» PASSAGE SOURCE
====

Festival en Hongrie
© Francesco Galli Spectacle d’Eugenio Barba
Le grand festival de théâtre qu’a offert ce pays du 1er avril au 1 er juillet à l’occasion du MITEM (Madach International Theatre Meeting) et du dixième anniversaire de l’International Theatre Olympics fondé par de grandes personnalités de la scène comme Theodoros Terzopoulos, Tadashi Suzuki, Robert Wilson, Iouri Lioubimov, Heiner Müller. La ville de Budapest avait été choisie pour fêter ce jubilé…
Un événement grandiose qui selon Attila Vidnyanszky, directeur du Théâtre National de Budapest, voulait être représentatif de «l’arche du théâtre » en ces temps troublés mais être aussi une source de dialogues multiples entre les cultures.
L’intérêt de ce double festival? Le nombre des pays représentés : 57, la diversité des genres et la répartition de spectacles dans toute la Hongrie, et pas seulement dans sa capitale. Avec 394 troupes et 736 spectacles, ateliers, expositions, conférences et débats… Peut-on parler d’une volonté d’exposer son «soft power» quand l’information internationale est restée si discrète ? Sans doute, mais il s’agissait d’abord de faire circuler les spectacles dans l’ensemble du pays.
Budapest sous la pluie. Une des figures de bronze, celle du grand acteur hongrois Jozsef Timar, qui traîne de lourdes valises autour du bâtiment surréaliste du Théâtre national (ouverture en 2002): (https://nemzetiszinhaz.hu/en/about-the-theatre), entouré de jardins et de douves où s’enfoncent des colonnes grecques, dégoutte de partout.Il a l’air encore plus fatigué que d’habitude.

====

» DONNÉES FOURNIES
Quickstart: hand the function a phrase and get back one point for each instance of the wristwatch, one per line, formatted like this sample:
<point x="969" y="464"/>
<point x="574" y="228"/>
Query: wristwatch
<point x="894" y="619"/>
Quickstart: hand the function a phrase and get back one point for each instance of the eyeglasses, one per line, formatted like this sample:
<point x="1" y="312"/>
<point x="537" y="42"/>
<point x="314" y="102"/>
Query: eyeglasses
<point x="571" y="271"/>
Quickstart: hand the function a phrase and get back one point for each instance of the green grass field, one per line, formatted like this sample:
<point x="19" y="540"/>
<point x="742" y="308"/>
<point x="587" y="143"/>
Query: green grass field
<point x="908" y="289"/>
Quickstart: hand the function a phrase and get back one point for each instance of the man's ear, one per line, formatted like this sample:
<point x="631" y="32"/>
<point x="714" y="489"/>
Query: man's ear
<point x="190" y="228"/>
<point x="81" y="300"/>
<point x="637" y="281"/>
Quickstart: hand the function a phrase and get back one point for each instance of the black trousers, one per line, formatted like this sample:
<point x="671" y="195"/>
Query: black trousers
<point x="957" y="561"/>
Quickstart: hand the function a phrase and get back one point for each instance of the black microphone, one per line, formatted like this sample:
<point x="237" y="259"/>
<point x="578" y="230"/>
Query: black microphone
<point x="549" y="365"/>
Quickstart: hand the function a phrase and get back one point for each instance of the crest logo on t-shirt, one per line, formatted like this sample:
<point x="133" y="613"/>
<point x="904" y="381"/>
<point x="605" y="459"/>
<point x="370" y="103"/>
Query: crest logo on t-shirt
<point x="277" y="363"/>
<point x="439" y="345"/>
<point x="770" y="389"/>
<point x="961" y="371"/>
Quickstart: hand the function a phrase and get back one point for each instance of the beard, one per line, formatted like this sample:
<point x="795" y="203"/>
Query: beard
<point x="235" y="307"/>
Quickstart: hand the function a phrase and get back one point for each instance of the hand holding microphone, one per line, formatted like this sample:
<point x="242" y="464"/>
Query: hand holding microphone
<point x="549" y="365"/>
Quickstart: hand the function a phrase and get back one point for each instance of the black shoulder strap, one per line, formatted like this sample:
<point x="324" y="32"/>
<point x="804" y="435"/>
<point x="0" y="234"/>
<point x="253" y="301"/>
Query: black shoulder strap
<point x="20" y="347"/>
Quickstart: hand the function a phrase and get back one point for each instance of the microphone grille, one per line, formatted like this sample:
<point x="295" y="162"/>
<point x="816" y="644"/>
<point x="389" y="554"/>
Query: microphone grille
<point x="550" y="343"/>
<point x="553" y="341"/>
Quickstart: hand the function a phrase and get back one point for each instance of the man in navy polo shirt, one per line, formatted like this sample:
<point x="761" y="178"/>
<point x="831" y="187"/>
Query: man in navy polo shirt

====

» SÉRIE DE TÂCHES
1/ Recopiez le texte sur le festival en Hongrie entre « Budapest sous la » et « fatigué que d’habitude. », bornes comprises.
2/ D'après le texte sur le festival en Hongrie, combien de pays étaient représentés ?
3/ Poursuivez le texte sur le festival en Hongrie à la suite de sa dernière phrase.
Les entrées forment un ensemble distinct du texte sur le festival en Hongrie.

» LES RÉPONSES
1/
Budapest sous la pluie. Une des figures de bronze, celle du grand acteur hongrois Jozsef Timar, qui traîne de lourdes valises autour du bâtiment surréaliste du Théâtre national (ouverture en 2002): (https://nemzetiszinhaz.hu/en/about-the-theatre), entouré de jardins et de douves où s’enfoncent des colonnes grecques, dégoutte de partout.Il a l’air encore plus fatigué que d’habitude.

2/ 57 pays.

3/
Le temps mouillé aggravait notre déception de ne pouvoir assister aux spectacles des Ukrainiens qui pourtant, entretenaient jusque-là des relations cordiales avec le Théâtre national de Budapest et qui avaient une place de choix dans le programme…
Le Théâtre national Ivan Franco de Kiev aurait dû ainsi présenter Caligula d’Albert Camus mise en scène d’Ivan Urivskij et La Résistible ascension d’Arturo Ui de Bertolt Brecht, montée par Dmitro Bogomazov, un des plus célèbres créateurs ukrainiens.
Et le final annoncé : Le Songe d’une nuit d’été que devait mettre en scène Urivitskij avec des acteurs hongrois sur l’île Marguerita au milieu du Danube a été aussi annulé. A sa place, ont eu lieu un concert et des réjouissances nocturnes organisées par le Teatro Potlach et le Cirque de Budapest mêlant acrobates et acteurs.
Mais nous avons eu ainsi le temps de voir l’exposition consacrée à Csontváry Kosztka Tivadar (1853-1919), un peintre hongrois voyageur, aux origines polonaises et à l’expressionnisme illuminé, écologique et religieux. Une découverte…
Nous avons pu aussi voir le travail de Recirquel, un groupe hongrois qui collabore avec des acrobates et jongleurs ukrainiens, découvert en première mondiale au Fringe d’Edimbourg en 2018. Il présentait deux spectacles au Müpa, le Palais des arts, en dehors des programmes officiels.
Le directeur de Recirquel a fait ses classes au Cirque du Soleil mais ici les artistes aux corps virtuoses ne cherchent pas l’exploit mais nous invitent plutôt à une réflexion métaphysique.
Dans My Land, la scénographie est constituée de quatre éléments tenant dans un espace carré: la terre (sable doré éclairé), l’air (le ciel où tendent le visage des performeurs), le feu (la lumière qui peut venir en mille taches du sol) et l’eau (symbolisée par un miroir qui apparaît à la fin quand la couche de sable est dégagée).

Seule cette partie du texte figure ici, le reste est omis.